§ **GIVEN INSTRUCTION**
List each line of the records below that contains the word "ceiling". Case counts.

§ **MATERIAL SHOWN**
........

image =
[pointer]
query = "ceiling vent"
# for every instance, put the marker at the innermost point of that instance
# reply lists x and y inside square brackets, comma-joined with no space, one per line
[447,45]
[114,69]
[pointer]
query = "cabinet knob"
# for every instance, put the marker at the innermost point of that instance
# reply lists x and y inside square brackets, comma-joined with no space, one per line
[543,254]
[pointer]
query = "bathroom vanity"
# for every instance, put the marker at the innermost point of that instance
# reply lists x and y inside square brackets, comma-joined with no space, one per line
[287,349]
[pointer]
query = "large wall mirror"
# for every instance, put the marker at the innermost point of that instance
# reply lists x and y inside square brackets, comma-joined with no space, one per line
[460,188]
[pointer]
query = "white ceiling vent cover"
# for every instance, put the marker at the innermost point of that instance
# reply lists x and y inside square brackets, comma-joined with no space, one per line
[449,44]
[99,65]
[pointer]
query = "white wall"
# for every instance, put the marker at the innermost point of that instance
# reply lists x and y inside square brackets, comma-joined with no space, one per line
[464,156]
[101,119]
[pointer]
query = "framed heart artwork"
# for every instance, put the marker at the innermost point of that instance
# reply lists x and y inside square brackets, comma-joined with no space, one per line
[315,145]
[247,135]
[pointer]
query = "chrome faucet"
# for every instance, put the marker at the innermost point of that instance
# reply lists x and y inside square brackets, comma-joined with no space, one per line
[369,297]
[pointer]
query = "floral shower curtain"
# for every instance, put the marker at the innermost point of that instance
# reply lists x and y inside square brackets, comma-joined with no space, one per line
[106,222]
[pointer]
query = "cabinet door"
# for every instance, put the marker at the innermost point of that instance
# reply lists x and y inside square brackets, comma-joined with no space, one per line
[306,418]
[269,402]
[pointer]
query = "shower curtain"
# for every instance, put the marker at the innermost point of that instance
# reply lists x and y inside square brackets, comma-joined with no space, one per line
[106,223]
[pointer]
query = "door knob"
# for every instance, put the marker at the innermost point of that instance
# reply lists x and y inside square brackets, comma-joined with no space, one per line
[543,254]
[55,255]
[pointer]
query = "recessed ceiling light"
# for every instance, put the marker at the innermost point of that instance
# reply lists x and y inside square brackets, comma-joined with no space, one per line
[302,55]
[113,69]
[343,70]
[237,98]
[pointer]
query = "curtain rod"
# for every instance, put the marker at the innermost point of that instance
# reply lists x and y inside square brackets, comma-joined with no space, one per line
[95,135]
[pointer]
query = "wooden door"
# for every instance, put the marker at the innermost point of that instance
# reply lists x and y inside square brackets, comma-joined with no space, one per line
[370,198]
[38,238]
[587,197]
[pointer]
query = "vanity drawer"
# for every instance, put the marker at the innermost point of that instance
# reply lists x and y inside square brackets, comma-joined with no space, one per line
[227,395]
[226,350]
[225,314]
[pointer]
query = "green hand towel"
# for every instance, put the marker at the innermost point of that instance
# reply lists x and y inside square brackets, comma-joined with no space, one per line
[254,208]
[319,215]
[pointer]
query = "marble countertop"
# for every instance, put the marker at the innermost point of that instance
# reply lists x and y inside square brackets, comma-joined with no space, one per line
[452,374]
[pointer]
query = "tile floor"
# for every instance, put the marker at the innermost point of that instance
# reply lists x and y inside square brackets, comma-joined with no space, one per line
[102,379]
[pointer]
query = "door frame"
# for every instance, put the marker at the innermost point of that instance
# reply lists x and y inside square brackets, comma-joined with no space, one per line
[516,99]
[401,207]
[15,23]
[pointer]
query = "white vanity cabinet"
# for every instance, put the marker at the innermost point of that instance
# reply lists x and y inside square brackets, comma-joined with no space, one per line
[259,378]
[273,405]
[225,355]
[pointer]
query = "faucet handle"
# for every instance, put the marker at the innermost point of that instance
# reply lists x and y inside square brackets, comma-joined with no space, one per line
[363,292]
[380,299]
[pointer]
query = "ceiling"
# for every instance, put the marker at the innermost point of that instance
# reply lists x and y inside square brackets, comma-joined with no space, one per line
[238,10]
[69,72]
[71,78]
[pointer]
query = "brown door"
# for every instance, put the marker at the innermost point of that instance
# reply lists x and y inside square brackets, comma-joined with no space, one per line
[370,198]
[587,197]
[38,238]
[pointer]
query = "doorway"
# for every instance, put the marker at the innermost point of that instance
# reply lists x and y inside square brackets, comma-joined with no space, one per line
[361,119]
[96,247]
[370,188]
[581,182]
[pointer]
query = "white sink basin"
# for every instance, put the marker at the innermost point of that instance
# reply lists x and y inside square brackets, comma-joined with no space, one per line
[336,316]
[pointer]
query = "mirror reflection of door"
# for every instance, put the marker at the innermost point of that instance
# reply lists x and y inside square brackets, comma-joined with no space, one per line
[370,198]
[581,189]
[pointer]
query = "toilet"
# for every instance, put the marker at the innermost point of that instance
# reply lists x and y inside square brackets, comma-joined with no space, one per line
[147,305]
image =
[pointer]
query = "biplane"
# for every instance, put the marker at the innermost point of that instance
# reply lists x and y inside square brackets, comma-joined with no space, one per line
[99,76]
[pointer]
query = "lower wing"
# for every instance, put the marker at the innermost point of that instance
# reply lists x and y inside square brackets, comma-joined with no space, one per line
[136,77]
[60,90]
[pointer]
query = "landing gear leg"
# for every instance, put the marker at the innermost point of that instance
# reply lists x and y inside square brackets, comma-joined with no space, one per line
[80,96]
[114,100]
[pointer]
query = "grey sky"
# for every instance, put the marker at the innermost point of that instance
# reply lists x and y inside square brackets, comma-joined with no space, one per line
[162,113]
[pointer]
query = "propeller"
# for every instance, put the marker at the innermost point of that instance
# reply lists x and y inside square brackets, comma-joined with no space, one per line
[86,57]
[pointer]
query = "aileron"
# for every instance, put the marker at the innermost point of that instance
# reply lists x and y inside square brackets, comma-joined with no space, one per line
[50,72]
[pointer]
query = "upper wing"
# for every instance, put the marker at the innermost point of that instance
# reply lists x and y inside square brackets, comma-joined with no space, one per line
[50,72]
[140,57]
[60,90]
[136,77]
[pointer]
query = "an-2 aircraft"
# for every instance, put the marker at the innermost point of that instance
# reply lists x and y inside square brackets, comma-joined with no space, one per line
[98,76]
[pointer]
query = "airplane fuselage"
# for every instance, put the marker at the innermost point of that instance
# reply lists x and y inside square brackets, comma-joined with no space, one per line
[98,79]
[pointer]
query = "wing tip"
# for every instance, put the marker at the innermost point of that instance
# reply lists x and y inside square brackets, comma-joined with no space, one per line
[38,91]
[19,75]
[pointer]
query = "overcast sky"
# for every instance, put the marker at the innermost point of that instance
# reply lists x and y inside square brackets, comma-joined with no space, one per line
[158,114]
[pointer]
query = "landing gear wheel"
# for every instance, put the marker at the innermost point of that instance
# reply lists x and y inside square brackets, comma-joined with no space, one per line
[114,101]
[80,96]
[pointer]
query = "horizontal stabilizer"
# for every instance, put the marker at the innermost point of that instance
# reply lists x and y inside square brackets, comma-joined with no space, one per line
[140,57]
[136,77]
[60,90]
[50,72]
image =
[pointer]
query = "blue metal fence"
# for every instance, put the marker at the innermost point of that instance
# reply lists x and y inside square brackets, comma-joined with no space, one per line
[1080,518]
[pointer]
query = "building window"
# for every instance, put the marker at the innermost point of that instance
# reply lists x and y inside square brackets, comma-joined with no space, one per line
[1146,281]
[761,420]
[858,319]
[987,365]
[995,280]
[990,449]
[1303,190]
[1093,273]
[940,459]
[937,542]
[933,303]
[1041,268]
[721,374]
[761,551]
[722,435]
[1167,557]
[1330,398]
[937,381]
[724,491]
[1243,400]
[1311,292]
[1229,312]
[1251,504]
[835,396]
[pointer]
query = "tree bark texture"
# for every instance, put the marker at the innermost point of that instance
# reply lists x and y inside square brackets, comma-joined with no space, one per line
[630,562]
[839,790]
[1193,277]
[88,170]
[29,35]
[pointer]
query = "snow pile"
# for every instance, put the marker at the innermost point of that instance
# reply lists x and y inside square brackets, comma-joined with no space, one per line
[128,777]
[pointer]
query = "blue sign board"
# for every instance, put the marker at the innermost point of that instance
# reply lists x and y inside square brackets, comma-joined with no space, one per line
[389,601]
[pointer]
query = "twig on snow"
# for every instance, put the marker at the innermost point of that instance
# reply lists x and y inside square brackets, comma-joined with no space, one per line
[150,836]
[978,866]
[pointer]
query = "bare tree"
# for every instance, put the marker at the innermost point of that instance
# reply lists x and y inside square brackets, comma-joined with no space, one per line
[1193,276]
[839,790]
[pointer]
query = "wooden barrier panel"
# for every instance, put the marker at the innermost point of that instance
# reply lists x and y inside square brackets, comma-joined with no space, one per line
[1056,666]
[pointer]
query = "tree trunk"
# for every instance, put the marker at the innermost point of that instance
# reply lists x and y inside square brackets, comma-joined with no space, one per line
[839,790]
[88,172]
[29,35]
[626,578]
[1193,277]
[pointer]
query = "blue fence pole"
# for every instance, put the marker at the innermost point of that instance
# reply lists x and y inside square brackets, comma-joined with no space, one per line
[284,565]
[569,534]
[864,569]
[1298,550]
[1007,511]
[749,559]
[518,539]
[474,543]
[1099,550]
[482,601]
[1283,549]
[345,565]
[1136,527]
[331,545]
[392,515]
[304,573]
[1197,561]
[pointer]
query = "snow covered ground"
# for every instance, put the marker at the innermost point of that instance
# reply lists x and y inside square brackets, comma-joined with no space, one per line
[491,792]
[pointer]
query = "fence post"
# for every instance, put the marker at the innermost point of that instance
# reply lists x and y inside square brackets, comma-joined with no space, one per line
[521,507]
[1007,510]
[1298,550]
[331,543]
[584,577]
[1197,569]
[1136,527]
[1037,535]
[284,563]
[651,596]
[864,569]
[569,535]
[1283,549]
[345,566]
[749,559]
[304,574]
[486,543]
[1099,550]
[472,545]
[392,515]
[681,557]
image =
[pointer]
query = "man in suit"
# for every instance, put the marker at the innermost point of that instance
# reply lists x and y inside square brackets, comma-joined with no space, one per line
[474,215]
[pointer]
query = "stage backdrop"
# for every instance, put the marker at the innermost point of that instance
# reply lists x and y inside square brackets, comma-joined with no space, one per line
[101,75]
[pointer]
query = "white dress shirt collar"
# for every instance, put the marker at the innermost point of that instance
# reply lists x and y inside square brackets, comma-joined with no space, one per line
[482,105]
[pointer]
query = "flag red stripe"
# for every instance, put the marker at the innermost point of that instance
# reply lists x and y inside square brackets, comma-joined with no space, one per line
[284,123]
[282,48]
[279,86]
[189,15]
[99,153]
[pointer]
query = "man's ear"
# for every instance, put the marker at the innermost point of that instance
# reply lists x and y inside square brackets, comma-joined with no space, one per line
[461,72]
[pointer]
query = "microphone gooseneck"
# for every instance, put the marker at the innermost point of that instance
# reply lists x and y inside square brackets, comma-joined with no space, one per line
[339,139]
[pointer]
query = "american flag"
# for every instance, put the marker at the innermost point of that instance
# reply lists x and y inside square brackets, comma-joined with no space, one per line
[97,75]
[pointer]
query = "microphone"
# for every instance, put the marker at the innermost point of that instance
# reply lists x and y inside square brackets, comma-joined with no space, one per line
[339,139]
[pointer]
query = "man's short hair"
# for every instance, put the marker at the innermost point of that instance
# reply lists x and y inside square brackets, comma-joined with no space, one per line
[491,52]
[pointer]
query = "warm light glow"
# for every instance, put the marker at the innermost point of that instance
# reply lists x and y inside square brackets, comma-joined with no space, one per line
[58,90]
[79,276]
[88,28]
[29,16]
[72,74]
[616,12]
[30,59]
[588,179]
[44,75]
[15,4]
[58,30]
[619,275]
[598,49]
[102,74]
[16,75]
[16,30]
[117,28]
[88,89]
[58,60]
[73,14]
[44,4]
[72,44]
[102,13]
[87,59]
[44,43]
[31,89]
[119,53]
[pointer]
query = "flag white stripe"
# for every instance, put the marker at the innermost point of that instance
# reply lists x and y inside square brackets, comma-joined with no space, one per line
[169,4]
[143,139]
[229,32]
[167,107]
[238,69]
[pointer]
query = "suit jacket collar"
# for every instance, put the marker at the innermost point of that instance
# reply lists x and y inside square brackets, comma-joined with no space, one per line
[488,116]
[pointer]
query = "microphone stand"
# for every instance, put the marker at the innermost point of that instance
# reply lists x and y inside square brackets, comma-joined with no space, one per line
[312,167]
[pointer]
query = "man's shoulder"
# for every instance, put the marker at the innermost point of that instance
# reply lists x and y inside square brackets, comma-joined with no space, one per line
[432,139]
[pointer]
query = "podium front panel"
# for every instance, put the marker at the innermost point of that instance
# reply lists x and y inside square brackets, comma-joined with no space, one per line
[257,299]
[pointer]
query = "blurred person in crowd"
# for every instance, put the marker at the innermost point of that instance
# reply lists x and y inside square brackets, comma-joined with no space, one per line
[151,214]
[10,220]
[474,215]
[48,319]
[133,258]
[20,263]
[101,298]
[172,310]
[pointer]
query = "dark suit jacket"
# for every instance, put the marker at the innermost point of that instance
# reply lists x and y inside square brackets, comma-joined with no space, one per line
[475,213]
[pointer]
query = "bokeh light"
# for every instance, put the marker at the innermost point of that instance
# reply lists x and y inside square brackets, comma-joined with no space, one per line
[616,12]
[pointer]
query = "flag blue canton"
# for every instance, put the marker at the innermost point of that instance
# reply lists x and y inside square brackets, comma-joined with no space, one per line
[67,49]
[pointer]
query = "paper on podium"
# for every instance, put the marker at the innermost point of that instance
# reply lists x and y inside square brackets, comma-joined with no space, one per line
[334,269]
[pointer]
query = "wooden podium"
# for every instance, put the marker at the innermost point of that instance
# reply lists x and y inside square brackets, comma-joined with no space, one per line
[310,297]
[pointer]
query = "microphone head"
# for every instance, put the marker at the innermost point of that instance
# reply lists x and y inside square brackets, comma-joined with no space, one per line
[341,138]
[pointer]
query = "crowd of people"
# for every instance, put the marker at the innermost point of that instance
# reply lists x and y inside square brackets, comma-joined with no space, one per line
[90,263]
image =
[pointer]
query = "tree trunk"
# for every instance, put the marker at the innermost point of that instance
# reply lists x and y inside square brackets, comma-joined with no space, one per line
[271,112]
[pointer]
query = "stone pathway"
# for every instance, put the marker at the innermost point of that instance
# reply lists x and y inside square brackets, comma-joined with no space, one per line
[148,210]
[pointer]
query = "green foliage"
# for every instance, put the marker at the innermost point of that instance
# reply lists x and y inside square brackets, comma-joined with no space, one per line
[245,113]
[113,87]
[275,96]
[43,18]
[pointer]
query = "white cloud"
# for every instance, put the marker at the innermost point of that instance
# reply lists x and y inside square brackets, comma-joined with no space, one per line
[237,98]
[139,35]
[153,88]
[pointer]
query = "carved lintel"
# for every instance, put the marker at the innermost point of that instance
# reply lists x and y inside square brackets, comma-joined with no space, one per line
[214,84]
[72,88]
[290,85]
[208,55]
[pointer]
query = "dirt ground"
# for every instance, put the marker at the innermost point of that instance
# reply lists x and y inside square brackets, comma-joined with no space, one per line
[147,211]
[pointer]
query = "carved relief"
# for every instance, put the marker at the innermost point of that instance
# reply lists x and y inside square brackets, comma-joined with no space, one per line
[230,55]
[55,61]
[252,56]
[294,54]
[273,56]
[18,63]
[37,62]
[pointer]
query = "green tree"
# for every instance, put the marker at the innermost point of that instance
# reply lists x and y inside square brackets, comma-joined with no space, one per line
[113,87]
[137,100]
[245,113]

........

§ **PROBLEM SOLUTION**
query = "ceiling vent"
query = "white ceiling vent cover"
query = "recessed ceiling light"
query = "ceiling"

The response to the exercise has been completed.